SOURCE TEXT:
· · ·
A year ago, the proclamation in Isaiah (repeated in Matthew) that “The people who walked in darkness have seen a great light; those who dwelt in a land of deep darkness, on them has light shone” (Isaiah 9:2), would have been fodder for a sermon on the light. This year, we still identify more with those who are sitting in the darkness. A year ago, Good Friday seemed a light momentary affliction on the way to Easter; this year it was a stark reminder of just how long the dying process takes, as our church’s three-hour vigil ticked away every slow minute in the fishbowl of social-media streaming. Preaching on the second Sunday in Easter any other year has meant a focus on the resurrection appearances of Jesus in the Upper Room. This year, I preached to a camera on the experience of sitting in a locked room, fearing an enemy outside.
This all made sense in Holy Week. The wonderful Exodus readings my family shared took on a new meaning, a long rest on the plague rather than skipping straight on to the Passover. Holy Week felt hollow and strange, but there was an identification with the situation—that first Holy Week probably felt hollow and strange in the extreme. But now it’s Easter and Christ is risen, and the doors are still locked for fear.
· · ·
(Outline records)
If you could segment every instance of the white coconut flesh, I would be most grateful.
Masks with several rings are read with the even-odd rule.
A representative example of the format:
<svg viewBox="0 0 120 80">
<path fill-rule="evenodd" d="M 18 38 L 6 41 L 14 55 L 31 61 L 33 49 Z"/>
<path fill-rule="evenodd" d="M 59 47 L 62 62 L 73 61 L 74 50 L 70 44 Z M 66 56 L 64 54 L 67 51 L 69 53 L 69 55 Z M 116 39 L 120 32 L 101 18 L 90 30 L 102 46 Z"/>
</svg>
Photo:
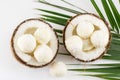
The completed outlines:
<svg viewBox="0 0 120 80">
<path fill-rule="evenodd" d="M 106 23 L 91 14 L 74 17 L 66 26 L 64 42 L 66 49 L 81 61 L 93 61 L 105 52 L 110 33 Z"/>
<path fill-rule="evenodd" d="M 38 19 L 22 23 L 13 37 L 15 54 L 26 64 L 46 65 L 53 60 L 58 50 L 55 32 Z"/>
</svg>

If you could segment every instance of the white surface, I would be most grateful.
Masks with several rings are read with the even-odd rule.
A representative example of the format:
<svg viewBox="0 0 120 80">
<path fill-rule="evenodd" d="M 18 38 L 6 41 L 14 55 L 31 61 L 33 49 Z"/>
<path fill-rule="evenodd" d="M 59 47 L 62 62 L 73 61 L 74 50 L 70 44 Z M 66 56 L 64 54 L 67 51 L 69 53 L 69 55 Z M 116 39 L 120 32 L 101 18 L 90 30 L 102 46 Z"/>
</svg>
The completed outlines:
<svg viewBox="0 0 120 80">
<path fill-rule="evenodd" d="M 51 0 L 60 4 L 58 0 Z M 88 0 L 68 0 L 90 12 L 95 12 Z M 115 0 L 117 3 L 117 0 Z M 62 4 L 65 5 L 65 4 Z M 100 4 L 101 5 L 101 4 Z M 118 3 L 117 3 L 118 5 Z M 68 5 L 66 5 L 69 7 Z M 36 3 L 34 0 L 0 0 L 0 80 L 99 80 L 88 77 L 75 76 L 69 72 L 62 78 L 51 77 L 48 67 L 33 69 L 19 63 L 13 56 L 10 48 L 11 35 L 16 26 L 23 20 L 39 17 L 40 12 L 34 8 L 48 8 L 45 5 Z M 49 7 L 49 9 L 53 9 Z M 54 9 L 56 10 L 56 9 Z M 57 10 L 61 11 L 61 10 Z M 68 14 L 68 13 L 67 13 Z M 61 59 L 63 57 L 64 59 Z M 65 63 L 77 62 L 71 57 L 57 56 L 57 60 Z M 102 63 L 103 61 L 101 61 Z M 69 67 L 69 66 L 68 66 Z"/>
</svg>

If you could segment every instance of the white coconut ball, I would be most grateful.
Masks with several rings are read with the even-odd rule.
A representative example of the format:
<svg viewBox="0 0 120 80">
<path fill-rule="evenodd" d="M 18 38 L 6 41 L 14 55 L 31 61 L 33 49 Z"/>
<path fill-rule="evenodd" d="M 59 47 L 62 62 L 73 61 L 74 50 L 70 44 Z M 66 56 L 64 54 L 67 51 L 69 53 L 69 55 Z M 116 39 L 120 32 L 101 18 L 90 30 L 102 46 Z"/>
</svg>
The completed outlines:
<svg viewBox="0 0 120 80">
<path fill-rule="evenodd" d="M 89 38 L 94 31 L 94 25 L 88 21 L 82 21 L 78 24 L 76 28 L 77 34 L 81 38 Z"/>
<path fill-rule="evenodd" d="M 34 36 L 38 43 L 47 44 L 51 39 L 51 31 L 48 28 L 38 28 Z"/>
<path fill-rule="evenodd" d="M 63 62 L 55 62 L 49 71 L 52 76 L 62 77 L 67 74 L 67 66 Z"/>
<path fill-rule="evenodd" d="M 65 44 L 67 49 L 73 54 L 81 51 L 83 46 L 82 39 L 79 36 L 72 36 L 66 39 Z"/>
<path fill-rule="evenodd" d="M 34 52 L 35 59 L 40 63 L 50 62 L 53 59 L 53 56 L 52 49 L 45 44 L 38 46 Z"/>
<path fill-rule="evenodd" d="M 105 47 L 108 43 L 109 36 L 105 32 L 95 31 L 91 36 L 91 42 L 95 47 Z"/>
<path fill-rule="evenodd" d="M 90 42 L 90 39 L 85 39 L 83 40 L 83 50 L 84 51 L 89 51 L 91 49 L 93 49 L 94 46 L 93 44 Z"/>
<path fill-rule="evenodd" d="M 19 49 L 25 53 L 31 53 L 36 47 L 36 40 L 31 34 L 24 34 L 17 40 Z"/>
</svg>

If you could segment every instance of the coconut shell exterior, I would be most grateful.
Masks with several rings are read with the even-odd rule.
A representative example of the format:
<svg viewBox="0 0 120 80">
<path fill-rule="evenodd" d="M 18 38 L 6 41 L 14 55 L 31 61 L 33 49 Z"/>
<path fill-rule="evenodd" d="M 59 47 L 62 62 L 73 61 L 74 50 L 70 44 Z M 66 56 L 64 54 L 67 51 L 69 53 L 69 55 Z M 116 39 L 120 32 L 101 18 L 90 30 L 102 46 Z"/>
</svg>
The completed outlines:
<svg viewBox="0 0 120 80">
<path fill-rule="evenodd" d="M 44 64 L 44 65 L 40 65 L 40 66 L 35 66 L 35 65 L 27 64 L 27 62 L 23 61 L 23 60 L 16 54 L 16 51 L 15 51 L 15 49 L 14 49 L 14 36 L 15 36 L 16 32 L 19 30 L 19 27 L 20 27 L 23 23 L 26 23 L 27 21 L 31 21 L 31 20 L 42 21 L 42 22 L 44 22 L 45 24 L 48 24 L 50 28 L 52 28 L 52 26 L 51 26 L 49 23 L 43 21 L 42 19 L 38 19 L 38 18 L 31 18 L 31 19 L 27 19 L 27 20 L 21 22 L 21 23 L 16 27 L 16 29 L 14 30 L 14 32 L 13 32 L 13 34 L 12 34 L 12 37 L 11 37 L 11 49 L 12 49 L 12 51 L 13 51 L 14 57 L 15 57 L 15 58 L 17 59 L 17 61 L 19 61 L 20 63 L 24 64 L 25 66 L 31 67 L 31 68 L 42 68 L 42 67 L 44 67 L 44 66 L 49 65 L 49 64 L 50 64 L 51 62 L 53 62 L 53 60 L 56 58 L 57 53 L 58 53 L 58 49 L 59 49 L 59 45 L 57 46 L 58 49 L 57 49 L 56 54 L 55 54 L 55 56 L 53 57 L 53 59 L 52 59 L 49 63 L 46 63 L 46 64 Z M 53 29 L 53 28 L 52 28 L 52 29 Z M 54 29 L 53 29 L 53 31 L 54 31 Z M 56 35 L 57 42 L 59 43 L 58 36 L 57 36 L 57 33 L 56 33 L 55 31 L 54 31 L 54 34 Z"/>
· · ·
STATED TASK A: In the reflection on Holy Week and Easter preaching, how long was the church's Good Friday vigil?
STATED TASK B: Write a continuation of the reflection on Holy Week and Easter preaching, starting after its final sentence.
The items play no part in this work.

EXPECTED ANSWER A: Three hours.

EXPECTED ANSWER B:
We skip that part, as a Church, all too often. We rush ahead, relieved to leave the foot of the Cross and eager to peer into the empty tomb. He’s not here; he is risen! And yet, there is an alien landscape between the Cross and the fullness of resurrection. A world of locked doors, fear, and confusion pervades the early days after Easter this year. The first witnesses of the Resurrection, being women in a world where women’s testimony counted as half that of a man, were seen as crazy, emotional, hysterical, and unreliable. The Gospel of Mark, in the earliest versions we have, ends abruptly with the words, “For they were afraid.” Frail women, in the faint light of morning, fleeing from the tomb, trembling, astonished, and saying nothing to anyone about what they had learned, because they were afraid. (Mk 16:8)
For those biblical scholars who like to argue such things, this is the “harder reading.” Why would Mark leave us with fear? Where is the Gospel, the good news, in that? The people who walked in darkness have seen a great light, but why does the darkness still remain? It seems that Mark rings down the curtain with a painful question.
Of course, we have been preaching to a settled Church for generations. We meet in comfort, without fear of persecution, and until recently without fear of suffering as a consequence of our coming together in worship. That was not Mark’s world. Mark wrote to a Church facing persecution, cultural shifts that would likely result in their experience of fear, suffering, trembling, and locked doors. Mark may not have been so eager as we are to skip to the good parts, to skip over the fear.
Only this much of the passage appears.